>> Start PROVIDED INFORMATION

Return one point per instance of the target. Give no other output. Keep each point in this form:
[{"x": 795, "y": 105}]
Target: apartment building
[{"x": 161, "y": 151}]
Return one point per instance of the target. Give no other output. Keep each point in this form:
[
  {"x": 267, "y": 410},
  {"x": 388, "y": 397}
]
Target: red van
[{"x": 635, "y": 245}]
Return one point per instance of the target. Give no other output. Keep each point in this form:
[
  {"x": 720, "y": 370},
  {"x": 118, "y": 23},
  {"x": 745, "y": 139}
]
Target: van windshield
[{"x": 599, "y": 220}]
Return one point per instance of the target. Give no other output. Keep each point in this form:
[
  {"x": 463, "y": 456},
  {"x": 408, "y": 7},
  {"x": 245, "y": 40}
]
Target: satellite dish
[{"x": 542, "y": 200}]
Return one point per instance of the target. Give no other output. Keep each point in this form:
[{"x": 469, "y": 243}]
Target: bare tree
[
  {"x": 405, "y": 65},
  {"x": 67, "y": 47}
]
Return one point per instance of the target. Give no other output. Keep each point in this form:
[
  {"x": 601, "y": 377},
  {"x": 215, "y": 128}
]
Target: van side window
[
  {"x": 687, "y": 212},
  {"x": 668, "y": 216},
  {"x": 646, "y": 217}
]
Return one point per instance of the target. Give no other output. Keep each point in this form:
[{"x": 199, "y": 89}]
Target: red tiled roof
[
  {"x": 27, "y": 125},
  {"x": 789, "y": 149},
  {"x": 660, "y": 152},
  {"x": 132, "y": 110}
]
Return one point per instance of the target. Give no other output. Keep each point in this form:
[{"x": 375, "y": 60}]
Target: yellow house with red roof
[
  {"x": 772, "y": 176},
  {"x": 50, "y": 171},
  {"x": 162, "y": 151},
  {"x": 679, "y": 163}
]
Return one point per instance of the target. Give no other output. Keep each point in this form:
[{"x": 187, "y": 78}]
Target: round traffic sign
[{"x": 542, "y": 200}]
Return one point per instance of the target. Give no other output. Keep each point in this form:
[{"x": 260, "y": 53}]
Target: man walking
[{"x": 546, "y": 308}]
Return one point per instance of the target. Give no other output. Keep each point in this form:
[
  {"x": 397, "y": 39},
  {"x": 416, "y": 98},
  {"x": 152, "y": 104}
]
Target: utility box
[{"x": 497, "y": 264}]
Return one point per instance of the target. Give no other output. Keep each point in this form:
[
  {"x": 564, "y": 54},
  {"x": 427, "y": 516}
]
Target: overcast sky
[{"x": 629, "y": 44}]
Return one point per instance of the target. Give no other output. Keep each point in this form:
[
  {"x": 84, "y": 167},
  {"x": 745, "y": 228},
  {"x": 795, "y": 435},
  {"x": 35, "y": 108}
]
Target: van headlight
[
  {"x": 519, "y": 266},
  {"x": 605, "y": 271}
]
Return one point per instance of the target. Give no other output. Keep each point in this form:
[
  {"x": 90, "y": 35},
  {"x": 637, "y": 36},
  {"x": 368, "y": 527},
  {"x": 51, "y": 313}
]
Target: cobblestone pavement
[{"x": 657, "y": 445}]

>> End PROVIDED INFORMATION

# [WHAT THE EXERCISE ASKS]
Copy the data above in full, character for character.

# [WORKED SOLUTION]
Return one point per instance of the target. Give no other output. Keep each point in this form:
[{"x": 795, "y": 105}]
Target: apartment building
[{"x": 161, "y": 151}]
Return one point per instance of the target. Give no other output. Keep each point in this form:
[
  {"x": 267, "y": 410},
  {"x": 388, "y": 397}
]
Target: red van
[{"x": 635, "y": 245}]
Return one point per instance of the target. Give no other output. Keep each point in this form:
[
  {"x": 720, "y": 370},
  {"x": 118, "y": 23},
  {"x": 745, "y": 139}
]
Target: van windshield
[{"x": 599, "y": 220}]
Return one point per instance of the target. Give no other output. Keep each point in this form:
[
  {"x": 463, "y": 456},
  {"x": 408, "y": 7},
  {"x": 245, "y": 40}
]
Target: satellite dish
[{"x": 542, "y": 200}]
Return one point per instance of the target. Give no other output. Keep each point in this form:
[{"x": 469, "y": 243}]
Target: bare tree
[
  {"x": 405, "y": 65},
  {"x": 67, "y": 47}
]
Return one point per instance of the target. Give no other output. Keep each point in this form:
[
  {"x": 601, "y": 377},
  {"x": 215, "y": 128}
]
Target: van side window
[
  {"x": 687, "y": 212},
  {"x": 668, "y": 216},
  {"x": 646, "y": 217}
]
Return one point per instance of the target. Give no other output. Keep each point in this form:
[{"x": 199, "y": 89}]
Target: red tiled roof
[
  {"x": 27, "y": 125},
  {"x": 789, "y": 149},
  {"x": 660, "y": 152},
  {"x": 132, "y": 110}
]
Return one point per instance of the target. Give no other output. Keep each point in this form:
[{"x": 375, "y": 60}]
Target: yellow house with red roof
[
  {"x": 772, "y": 176},
  {"x": 50, "y": 171},
  {"x": 162, "y": 151},
  {"x": 679, "y": 163}
]
Return one point per instance of the target. Give no other output. Keep each point in this form:
[{"x": 187, "y": 78}]
Target: round traffic sign
[{"x": 542, "y": 200}]
Return one point per instance of the target. Give no other output. Keep each point in this form:
[{"x": 260, "y": 53}]
Target: man walking
[{"x": 546, "y": 308}]
Return one point per instance of the target. Give no other output. Keep each point in this form:
[
  {"x": 397, "y": 39},
  {"x": 416, "y": 98},
  {"x": 152, "y": 104}
]
Target: utility box
[{"x": 497, "y": 264}]
Return one point per instance of the target. Give no other output. Keep each point in this form:
[
  {"x": 564, "y": 54},
  {"x": 427, "y": 516}
]
Target: overcast sky
[{"x": 629, "y": 44}]
Return one point per instance of the target. Give no other output. Keep each point in this form:
[
  {"x": 84, "y": 167},
  {"x": 745, "y": 228},
  {"x": 795, "y": 435},
  {"x": 35, "y": 108}
]
Target: van headlight
[
  {"x": 519, "y": 266},
  {"x": 605, "y": 271}
]
Return one point per instance of the target. Give no other output. Keep each point in this form:
[
  {"x": 90, "y": 35},
  {"x": 637, "y": 36},
  {"x": 368, "y": 527},
  {"x": 51, "y": 313}
]
Target: cobblestone pavement
[{"x": 657, "y": 445}]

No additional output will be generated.